What to work on
Locate every line below that contains the word "gown" and copy each of those lines in full.

Records for this task
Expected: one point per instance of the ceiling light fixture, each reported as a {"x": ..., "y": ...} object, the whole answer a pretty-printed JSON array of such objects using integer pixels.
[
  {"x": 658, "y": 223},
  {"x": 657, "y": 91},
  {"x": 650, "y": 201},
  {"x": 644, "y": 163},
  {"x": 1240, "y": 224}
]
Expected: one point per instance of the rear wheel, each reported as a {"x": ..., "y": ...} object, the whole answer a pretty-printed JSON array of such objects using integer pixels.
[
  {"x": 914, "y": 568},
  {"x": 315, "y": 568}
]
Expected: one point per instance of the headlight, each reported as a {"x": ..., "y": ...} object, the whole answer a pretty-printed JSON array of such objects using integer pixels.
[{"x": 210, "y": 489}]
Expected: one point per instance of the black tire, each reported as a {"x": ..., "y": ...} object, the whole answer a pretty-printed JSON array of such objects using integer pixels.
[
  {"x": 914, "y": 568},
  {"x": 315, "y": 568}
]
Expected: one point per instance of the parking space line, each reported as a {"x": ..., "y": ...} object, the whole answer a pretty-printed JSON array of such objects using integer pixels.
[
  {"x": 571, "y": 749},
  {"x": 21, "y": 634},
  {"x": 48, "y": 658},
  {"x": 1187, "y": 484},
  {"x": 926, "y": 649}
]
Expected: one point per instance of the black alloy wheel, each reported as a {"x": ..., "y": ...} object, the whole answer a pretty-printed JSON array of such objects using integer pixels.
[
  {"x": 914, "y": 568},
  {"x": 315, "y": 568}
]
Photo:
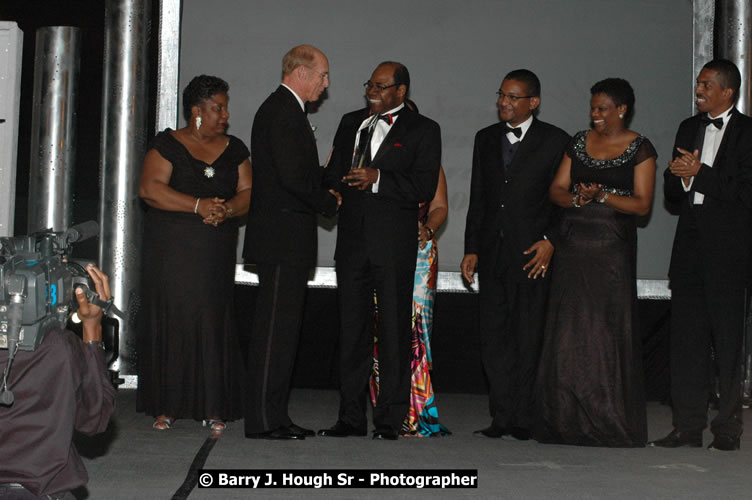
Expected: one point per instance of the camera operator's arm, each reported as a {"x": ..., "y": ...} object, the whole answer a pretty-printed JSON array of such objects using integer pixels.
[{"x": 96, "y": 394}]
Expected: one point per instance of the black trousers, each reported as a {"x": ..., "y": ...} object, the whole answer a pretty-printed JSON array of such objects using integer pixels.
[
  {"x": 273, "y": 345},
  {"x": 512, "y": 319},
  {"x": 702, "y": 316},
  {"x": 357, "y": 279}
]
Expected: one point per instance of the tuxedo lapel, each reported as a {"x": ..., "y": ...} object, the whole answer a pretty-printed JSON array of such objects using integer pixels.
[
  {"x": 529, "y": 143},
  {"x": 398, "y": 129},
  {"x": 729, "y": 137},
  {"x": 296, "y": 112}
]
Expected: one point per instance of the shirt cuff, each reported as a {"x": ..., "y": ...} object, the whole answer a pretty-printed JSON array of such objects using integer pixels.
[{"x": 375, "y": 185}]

--

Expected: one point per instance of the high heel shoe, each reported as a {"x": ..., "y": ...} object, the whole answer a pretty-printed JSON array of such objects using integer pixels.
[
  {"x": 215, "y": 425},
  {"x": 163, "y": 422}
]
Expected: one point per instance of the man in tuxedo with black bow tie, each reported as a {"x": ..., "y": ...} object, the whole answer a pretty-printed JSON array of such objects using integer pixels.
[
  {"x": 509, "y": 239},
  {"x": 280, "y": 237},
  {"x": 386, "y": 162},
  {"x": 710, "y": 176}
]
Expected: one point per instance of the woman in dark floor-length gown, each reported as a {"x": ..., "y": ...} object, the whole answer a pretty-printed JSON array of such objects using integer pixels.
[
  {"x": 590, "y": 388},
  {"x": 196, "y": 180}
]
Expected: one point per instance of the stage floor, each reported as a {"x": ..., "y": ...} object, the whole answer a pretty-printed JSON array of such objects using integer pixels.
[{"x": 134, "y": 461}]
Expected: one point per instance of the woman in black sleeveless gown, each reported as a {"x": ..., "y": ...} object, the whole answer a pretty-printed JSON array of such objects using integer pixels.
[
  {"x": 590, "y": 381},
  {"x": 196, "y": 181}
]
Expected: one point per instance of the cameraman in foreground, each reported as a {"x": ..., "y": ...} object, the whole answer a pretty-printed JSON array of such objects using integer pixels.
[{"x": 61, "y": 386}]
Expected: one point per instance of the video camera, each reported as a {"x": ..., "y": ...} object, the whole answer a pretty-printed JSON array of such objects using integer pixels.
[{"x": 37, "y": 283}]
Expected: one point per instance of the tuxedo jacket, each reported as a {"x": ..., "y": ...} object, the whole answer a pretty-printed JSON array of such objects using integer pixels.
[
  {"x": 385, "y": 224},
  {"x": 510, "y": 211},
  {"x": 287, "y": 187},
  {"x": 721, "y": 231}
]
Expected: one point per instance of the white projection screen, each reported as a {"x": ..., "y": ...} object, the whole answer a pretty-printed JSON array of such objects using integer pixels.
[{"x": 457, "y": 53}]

Answer to the problem
Expected: one point per instance of the woman in dark floor-length gown, each reported as a {"x": ..., "y": ...} object, the whole answer a pretty-printed JSON array of such objects using integer pixels.
Expected: one point per instance of the woman in black sleeveless gown, each reported as a {"x": ..., "y": ...} object, the whole answer a pretty-printed JSON array of such objects using integer pixels.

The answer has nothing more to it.